◆ **THE DATA**
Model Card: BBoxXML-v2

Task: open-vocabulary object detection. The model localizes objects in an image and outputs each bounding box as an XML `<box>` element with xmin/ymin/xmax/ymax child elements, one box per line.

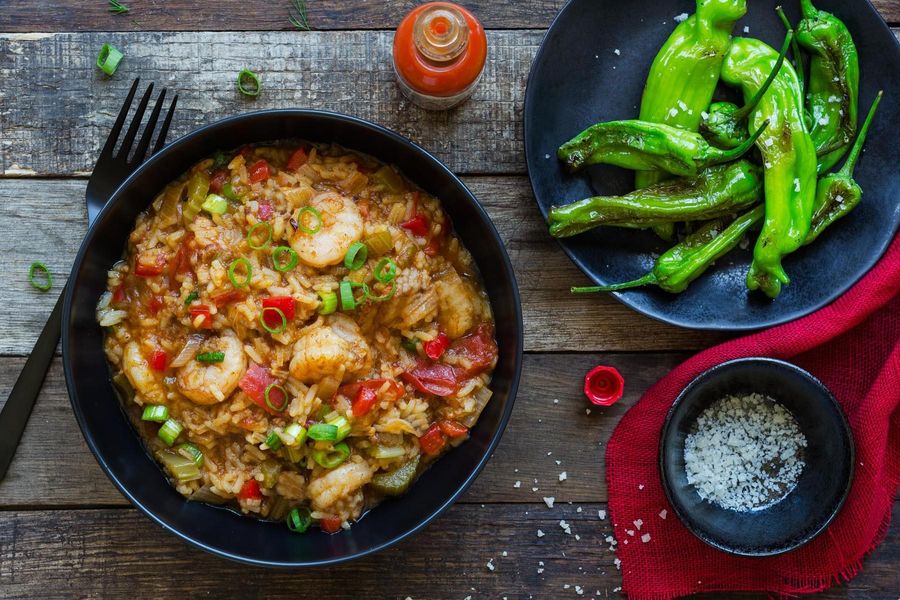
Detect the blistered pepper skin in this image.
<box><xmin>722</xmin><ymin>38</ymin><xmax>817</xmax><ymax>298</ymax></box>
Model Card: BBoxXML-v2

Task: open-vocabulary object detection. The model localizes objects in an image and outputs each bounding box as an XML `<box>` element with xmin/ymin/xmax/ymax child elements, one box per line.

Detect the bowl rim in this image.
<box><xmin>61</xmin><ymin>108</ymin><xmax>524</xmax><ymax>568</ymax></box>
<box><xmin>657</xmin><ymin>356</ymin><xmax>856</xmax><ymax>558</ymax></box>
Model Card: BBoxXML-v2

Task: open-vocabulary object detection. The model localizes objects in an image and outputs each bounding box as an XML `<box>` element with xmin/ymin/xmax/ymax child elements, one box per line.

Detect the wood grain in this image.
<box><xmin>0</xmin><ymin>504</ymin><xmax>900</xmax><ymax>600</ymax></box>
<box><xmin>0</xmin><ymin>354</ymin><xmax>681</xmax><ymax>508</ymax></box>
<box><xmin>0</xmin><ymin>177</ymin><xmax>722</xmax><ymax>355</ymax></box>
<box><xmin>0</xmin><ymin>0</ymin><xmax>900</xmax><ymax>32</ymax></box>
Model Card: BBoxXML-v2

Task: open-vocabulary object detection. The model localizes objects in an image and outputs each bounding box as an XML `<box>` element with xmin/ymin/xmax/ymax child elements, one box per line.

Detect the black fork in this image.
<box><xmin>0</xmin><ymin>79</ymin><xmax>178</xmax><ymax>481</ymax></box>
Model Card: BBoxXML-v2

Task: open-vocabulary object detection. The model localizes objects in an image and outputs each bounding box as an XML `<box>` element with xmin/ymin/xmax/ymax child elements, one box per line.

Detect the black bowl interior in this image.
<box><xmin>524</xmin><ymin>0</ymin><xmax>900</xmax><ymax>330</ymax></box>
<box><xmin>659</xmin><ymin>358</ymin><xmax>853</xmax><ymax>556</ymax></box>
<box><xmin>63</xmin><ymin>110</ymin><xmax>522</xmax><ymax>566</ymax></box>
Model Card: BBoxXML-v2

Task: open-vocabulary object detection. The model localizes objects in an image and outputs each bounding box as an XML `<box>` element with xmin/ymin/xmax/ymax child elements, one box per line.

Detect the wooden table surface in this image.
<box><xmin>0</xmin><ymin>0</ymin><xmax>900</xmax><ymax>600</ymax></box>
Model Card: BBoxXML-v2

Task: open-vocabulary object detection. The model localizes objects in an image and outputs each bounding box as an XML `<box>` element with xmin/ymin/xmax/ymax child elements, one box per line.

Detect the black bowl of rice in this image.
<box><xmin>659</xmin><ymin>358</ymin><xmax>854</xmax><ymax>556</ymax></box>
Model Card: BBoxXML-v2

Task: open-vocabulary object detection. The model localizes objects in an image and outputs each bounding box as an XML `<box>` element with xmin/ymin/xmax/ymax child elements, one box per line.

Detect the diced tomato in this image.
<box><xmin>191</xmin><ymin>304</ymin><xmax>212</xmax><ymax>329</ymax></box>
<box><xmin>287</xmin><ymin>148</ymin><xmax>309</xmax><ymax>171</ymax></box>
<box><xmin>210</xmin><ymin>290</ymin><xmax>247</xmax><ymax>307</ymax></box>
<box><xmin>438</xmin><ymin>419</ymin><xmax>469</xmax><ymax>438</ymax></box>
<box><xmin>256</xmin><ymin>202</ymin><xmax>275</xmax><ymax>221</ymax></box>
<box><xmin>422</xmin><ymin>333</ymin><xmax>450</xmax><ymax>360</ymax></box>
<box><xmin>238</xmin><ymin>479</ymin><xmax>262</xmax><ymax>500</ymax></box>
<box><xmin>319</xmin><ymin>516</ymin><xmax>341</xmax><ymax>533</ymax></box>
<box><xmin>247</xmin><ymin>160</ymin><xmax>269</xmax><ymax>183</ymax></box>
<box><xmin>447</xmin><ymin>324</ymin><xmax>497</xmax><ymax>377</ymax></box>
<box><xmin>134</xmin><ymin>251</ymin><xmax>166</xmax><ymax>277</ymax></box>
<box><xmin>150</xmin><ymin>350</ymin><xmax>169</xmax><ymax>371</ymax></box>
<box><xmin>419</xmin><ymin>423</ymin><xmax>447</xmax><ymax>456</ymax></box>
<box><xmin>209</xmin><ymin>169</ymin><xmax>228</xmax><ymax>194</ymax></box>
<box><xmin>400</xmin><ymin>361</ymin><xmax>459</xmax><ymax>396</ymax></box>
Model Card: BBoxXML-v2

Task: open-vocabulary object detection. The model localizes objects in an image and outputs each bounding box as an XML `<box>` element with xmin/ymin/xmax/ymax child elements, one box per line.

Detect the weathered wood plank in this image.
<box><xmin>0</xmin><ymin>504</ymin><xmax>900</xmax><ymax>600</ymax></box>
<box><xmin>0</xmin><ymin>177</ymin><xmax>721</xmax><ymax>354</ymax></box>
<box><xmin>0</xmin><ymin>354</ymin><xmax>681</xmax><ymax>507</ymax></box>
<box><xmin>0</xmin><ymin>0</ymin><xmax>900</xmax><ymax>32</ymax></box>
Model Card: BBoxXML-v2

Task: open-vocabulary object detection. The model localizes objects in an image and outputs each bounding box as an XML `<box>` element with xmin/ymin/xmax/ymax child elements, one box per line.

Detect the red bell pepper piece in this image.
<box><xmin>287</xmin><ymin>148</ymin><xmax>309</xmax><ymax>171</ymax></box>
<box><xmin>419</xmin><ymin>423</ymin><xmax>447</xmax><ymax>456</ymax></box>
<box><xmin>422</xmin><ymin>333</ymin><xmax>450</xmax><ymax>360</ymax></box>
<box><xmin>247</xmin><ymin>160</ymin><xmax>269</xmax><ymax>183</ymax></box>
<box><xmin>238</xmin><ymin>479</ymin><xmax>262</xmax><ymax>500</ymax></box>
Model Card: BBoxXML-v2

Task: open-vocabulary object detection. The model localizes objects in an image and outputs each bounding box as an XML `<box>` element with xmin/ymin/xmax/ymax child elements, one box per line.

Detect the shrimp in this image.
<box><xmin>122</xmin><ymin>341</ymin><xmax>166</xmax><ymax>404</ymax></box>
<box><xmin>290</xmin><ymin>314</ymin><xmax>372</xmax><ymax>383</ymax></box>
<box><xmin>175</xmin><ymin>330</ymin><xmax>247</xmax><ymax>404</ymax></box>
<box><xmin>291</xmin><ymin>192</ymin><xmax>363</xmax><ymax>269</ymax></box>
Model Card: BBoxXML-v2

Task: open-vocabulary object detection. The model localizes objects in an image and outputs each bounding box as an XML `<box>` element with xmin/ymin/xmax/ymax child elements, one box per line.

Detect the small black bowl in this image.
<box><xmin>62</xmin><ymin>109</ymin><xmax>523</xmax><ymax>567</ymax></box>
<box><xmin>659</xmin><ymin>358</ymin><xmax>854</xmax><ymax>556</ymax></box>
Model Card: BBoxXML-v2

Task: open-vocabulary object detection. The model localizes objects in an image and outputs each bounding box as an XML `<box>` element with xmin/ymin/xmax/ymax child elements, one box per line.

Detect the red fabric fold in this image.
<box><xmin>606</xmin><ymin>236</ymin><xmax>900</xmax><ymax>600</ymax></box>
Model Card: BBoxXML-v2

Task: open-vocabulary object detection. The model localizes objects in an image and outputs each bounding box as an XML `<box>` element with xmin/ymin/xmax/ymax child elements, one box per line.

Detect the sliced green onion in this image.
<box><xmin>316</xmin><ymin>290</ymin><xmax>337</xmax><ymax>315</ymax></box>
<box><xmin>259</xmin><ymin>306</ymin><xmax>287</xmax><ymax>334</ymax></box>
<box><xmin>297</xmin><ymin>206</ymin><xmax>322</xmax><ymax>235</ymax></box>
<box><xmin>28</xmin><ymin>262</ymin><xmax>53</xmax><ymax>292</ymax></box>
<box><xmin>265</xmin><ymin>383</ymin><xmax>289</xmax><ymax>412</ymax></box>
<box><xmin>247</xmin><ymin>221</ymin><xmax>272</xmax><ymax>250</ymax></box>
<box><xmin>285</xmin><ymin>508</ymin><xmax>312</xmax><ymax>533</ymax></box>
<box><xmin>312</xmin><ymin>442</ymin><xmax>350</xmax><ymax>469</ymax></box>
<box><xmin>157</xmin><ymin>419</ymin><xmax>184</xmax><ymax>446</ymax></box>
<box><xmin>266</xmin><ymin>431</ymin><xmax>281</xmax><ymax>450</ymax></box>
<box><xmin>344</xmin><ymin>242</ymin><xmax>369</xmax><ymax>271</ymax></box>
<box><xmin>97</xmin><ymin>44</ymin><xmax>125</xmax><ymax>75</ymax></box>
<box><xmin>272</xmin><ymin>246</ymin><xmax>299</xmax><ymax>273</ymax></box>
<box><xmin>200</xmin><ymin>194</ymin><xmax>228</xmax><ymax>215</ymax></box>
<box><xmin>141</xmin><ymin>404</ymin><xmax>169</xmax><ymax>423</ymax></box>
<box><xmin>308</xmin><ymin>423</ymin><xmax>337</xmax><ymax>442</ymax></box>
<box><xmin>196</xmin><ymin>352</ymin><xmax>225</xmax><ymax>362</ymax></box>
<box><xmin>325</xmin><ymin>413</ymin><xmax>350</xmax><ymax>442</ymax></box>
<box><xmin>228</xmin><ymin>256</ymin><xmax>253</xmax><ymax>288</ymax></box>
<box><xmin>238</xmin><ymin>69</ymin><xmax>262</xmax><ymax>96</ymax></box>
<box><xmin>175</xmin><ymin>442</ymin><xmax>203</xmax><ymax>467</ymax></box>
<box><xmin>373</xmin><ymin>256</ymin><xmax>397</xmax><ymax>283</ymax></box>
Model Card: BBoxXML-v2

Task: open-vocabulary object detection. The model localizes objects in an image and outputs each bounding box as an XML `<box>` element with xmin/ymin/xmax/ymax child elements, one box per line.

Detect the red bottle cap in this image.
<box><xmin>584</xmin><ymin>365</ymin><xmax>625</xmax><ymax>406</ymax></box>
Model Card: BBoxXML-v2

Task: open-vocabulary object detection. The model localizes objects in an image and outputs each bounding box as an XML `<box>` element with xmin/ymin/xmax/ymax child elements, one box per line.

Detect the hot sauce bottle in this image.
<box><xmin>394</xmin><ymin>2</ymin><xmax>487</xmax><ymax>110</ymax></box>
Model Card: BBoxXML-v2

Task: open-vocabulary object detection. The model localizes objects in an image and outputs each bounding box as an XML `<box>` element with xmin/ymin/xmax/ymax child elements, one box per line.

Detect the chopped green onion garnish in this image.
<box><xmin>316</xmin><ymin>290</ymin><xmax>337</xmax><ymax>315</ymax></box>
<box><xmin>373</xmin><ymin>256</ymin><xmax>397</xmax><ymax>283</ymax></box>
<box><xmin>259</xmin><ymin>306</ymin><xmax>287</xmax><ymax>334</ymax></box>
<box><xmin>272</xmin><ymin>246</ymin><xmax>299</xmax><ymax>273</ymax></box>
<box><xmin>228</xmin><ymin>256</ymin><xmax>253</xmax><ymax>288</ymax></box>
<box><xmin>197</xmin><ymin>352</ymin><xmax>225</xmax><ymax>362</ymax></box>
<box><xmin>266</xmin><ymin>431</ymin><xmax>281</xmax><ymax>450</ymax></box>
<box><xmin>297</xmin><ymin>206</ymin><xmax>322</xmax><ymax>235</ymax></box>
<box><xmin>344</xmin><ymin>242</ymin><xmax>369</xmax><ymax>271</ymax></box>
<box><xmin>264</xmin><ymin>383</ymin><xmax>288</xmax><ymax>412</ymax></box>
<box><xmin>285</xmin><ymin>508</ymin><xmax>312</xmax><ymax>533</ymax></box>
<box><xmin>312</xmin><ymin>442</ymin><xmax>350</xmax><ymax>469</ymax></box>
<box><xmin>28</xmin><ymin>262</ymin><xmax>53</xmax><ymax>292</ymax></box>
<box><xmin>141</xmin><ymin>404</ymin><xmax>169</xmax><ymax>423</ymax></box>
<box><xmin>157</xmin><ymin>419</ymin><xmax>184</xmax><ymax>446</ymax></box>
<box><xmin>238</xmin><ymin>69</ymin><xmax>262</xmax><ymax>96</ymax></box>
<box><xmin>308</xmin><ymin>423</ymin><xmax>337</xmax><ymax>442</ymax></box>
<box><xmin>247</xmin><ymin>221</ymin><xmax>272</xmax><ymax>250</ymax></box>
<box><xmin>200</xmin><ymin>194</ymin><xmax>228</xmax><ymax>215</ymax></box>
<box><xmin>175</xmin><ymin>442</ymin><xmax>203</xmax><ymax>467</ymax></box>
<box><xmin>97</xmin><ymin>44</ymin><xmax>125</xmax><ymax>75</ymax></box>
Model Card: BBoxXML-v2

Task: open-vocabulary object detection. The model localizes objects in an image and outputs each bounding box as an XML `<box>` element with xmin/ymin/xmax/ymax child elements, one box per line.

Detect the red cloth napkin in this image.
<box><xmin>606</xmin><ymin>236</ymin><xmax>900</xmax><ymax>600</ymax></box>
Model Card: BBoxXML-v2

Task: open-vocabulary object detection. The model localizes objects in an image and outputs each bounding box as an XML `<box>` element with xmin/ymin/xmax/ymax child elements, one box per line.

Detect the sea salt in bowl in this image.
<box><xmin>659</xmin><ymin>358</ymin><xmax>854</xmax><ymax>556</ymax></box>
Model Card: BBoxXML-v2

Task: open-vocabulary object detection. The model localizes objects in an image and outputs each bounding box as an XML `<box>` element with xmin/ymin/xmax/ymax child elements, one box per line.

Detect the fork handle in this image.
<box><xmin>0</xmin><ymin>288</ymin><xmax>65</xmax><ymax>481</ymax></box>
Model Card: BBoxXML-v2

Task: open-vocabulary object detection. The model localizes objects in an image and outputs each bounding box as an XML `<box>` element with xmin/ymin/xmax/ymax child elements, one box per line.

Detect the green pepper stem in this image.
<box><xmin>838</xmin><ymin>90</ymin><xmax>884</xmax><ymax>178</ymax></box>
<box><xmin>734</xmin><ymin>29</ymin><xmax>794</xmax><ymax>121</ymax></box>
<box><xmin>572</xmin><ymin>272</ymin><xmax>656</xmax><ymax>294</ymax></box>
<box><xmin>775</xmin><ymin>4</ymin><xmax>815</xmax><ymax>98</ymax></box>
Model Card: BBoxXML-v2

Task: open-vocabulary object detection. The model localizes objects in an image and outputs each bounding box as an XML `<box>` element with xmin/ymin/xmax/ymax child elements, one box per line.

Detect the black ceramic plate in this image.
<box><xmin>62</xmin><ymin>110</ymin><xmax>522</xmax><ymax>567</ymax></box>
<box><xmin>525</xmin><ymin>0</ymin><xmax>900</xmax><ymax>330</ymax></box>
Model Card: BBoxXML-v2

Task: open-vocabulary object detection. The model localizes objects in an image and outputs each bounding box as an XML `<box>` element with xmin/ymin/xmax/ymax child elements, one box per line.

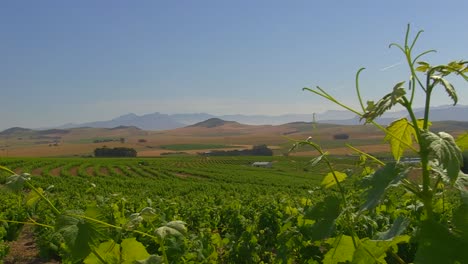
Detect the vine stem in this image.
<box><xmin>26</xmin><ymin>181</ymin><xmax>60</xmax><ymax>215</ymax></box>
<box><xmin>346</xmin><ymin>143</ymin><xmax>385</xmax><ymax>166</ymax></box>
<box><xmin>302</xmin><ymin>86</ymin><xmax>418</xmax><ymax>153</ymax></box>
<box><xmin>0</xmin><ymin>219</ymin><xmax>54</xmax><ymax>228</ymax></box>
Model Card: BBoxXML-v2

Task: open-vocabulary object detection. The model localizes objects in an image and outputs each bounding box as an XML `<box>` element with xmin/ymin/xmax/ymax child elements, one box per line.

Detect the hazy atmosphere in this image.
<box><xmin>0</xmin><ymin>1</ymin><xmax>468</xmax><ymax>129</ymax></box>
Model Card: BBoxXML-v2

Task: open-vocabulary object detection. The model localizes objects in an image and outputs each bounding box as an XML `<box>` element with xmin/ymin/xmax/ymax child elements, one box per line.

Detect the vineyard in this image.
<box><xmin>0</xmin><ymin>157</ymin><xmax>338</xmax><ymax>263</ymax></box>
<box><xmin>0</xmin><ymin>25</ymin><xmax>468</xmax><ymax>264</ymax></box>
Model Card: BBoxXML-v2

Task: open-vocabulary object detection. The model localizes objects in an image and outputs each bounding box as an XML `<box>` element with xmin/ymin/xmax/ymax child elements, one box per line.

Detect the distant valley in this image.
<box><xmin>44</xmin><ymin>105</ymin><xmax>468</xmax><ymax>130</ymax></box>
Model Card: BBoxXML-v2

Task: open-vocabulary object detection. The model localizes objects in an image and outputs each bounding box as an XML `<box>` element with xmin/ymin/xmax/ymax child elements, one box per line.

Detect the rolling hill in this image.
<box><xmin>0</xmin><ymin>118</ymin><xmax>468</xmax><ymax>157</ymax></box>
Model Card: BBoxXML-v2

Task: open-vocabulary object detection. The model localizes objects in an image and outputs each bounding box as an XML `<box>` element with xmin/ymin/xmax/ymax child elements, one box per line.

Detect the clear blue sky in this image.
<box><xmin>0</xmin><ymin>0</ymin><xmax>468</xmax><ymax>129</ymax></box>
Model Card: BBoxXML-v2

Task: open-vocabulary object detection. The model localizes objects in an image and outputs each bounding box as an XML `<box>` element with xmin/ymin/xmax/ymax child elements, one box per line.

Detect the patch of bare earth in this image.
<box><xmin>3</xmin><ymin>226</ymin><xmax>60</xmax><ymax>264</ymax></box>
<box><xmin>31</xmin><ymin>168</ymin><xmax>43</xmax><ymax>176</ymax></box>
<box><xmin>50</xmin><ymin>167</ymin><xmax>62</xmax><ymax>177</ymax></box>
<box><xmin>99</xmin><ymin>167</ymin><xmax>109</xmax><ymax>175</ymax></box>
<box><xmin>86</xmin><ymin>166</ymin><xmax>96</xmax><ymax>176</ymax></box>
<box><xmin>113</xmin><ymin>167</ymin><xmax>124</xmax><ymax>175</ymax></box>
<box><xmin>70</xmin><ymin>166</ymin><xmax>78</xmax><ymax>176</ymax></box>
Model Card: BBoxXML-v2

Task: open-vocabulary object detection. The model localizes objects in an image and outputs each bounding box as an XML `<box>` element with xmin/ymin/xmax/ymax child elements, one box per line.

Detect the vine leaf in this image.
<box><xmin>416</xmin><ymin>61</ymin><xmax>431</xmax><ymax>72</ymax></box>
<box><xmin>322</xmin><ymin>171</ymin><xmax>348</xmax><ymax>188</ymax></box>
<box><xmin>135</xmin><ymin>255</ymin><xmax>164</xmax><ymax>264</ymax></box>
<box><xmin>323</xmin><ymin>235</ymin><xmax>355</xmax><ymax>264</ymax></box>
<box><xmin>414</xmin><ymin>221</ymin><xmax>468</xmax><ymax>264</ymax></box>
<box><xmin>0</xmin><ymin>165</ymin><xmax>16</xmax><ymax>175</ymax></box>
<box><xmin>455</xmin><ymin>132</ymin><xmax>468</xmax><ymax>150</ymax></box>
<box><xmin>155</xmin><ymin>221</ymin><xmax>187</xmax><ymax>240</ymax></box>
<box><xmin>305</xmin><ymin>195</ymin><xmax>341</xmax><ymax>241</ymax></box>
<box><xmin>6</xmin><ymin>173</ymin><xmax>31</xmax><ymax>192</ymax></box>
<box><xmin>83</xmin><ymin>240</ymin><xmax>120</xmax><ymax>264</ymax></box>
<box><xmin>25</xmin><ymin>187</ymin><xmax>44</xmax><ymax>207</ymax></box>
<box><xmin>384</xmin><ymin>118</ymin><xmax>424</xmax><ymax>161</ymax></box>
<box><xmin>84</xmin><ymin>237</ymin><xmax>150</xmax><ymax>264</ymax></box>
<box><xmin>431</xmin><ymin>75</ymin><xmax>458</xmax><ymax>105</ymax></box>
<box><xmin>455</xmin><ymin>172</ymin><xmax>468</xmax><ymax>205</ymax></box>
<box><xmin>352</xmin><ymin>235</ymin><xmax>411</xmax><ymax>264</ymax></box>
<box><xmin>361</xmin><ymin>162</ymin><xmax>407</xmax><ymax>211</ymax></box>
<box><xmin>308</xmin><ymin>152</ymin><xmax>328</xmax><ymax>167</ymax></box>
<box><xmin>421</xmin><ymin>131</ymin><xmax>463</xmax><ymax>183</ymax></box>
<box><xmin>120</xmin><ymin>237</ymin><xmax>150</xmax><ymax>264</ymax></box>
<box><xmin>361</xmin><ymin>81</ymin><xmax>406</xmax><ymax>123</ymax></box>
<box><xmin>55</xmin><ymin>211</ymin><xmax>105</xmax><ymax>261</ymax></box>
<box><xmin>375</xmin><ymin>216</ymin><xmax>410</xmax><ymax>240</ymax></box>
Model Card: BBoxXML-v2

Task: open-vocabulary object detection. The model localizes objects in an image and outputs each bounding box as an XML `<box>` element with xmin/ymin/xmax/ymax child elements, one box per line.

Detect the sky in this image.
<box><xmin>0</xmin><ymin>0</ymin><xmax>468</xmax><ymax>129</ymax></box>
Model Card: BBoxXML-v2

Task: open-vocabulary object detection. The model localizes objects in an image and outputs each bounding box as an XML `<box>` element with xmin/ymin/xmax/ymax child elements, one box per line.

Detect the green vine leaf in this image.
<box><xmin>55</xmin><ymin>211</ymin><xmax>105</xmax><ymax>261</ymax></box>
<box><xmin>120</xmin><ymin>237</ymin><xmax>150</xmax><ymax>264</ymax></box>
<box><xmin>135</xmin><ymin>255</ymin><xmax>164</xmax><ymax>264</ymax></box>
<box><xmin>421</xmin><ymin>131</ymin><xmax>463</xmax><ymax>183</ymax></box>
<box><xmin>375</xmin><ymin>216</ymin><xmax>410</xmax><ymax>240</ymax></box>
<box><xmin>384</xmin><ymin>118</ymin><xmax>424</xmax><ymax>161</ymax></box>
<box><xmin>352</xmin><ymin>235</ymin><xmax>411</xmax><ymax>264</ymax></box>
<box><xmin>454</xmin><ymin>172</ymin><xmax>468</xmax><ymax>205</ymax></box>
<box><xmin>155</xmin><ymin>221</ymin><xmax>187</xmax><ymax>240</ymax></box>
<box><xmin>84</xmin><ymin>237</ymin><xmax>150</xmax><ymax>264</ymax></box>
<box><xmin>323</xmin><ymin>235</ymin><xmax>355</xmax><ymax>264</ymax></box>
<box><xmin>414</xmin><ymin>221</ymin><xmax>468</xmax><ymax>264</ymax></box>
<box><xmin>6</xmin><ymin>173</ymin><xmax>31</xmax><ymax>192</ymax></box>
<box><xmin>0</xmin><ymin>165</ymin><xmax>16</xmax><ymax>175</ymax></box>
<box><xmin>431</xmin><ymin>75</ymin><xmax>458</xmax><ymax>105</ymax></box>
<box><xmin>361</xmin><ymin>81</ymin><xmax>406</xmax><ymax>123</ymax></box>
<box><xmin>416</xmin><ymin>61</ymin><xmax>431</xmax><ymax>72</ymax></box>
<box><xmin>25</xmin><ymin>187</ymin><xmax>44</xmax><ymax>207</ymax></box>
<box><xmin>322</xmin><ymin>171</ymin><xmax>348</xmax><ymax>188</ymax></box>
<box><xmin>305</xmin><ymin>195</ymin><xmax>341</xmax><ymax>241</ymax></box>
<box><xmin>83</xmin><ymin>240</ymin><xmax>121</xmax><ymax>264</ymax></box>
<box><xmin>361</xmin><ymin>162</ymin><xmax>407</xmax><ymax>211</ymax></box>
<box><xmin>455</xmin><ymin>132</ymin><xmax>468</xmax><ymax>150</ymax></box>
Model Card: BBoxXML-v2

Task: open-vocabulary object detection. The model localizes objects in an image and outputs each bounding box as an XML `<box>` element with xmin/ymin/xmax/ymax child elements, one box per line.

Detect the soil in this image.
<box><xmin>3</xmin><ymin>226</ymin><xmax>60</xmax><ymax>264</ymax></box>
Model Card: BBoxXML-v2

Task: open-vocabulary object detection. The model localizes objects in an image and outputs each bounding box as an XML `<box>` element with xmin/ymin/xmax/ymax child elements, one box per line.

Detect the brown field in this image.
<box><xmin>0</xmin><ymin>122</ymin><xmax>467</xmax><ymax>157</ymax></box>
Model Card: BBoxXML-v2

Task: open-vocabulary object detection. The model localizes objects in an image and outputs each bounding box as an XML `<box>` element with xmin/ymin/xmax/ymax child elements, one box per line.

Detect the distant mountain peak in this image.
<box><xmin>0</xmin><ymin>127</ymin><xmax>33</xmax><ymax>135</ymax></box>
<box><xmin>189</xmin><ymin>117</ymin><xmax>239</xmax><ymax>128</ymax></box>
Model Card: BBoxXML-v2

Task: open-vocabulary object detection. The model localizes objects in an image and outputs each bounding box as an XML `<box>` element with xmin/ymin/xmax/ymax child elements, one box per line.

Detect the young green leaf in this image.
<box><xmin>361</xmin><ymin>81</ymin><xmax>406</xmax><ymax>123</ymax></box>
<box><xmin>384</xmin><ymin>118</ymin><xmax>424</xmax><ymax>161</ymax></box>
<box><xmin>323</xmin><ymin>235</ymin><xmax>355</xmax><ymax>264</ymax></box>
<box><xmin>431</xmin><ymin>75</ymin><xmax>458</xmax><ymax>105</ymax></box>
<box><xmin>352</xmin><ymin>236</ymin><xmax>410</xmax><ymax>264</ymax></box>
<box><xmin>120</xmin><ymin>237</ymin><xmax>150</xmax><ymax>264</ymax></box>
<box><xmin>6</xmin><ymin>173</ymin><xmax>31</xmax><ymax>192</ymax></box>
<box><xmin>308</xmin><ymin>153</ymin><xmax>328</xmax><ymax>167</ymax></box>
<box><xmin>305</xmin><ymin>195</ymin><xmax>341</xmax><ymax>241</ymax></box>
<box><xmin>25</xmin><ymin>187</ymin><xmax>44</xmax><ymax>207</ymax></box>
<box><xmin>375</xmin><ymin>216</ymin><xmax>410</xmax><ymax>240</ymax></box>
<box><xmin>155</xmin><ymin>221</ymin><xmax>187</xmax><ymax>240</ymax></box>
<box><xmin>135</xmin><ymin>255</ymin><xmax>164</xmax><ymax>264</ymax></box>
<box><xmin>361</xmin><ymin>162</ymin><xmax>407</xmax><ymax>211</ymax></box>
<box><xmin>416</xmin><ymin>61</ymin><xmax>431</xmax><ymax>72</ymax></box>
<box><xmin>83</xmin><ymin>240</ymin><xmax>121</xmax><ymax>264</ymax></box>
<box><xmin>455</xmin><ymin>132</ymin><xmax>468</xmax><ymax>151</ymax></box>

◆ **TASK PROMPT**
Please find each line in the listing above that contains the word "green", matching uppercase and lowercase exactly, and copy those lines out.

◆ **SOLUTION TO THIS PROBLEM**
Detect the sliced green onion in this image.
Detect the chopped green onion garnish in this image.
Detect the green pepper stem in this image.
Detect the green vine leaf in this image.
Detect the young green leaf in this image.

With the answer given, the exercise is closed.